**PROBLEM TO WORK ON**
Keep to one stretch of the data below, the lines from the one with "Target: swirl in dip" up to and including the one with "the carrot stick", and return that stretch exactly.

**RECORDS FOR THE EXERCISE**
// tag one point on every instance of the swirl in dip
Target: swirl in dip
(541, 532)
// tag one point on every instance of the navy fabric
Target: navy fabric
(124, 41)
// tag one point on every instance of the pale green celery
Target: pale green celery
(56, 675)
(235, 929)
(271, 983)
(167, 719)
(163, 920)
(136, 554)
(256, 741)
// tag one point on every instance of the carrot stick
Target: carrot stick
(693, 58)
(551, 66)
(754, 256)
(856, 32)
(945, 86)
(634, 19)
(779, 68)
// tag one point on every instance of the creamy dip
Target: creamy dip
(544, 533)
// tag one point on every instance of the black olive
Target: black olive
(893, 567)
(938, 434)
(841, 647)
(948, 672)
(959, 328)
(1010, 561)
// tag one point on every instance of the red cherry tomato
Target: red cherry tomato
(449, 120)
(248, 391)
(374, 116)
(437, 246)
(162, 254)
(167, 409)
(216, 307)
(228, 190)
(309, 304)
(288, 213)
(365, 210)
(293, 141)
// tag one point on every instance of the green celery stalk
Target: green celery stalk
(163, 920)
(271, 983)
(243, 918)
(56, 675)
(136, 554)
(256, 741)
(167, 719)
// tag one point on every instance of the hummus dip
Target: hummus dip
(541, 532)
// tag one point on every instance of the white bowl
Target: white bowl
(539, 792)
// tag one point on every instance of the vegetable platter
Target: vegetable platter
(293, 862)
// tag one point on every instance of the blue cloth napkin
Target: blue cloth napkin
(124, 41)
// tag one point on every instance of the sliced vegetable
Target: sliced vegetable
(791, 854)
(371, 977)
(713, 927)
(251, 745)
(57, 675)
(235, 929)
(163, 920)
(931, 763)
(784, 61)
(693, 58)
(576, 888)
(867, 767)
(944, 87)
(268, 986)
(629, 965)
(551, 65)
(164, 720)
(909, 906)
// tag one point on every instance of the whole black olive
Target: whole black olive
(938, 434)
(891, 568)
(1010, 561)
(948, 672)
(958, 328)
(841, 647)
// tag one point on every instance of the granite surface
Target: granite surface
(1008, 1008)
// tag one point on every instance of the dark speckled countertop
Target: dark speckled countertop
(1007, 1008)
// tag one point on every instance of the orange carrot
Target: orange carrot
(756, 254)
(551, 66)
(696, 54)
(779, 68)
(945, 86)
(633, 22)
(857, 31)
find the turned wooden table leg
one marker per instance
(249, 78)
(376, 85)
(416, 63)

**RESULT FOR THIS EXERCISE**
Target: swirl in dip
(541, 532)
// tag one point on every instance of the navy fabric
Target: navy fabric
(124, 41)
// tag one point on every instance of the pale green celery
Target: pale green celery
(56, 675)
(235, 929)
(271, 983)
(167, 719)
(163, 920)
(136, 554)
(256, 741)
// tag one point on every instance of the carrot stick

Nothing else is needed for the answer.